• DATA SUPPLIED:
-*-

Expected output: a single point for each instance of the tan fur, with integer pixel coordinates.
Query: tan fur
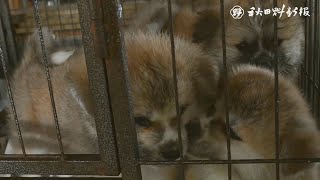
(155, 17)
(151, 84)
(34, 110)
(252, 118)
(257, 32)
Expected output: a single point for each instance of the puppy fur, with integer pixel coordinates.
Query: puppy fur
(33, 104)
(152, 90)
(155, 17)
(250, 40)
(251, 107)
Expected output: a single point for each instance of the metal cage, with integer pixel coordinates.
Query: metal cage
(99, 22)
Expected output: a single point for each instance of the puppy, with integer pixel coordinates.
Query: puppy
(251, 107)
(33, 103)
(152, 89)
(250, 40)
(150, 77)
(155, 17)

-*-

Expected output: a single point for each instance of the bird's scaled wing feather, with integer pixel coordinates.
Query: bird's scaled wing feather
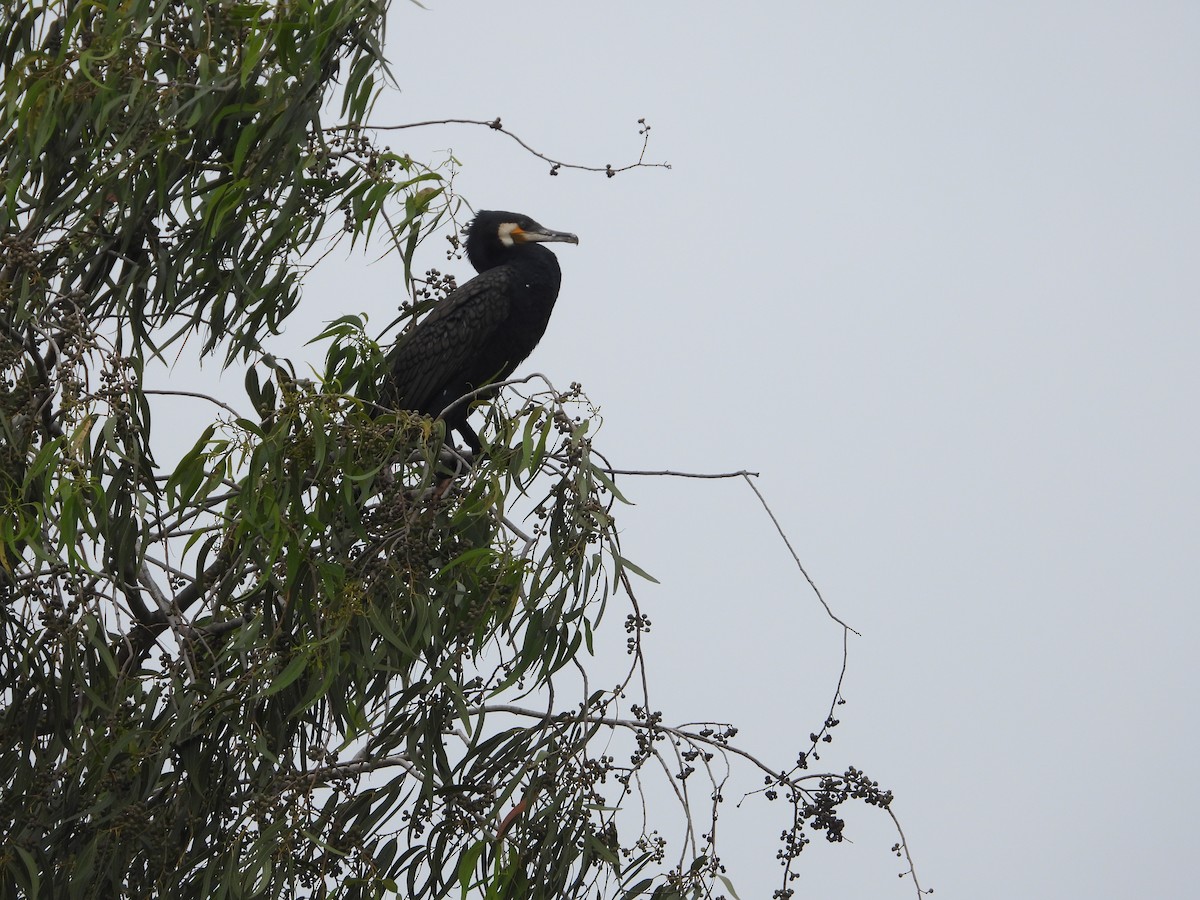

-*-

• HOW TO COMPLETE THIS TASK: Show every line in the records above that contains the word "feather".

• EXERCISE RESPONSE:
Expected output: a single point for each instance of the bird's scaled wing feather, with integer pixel coordinates.
Query: bird's scaled wing feather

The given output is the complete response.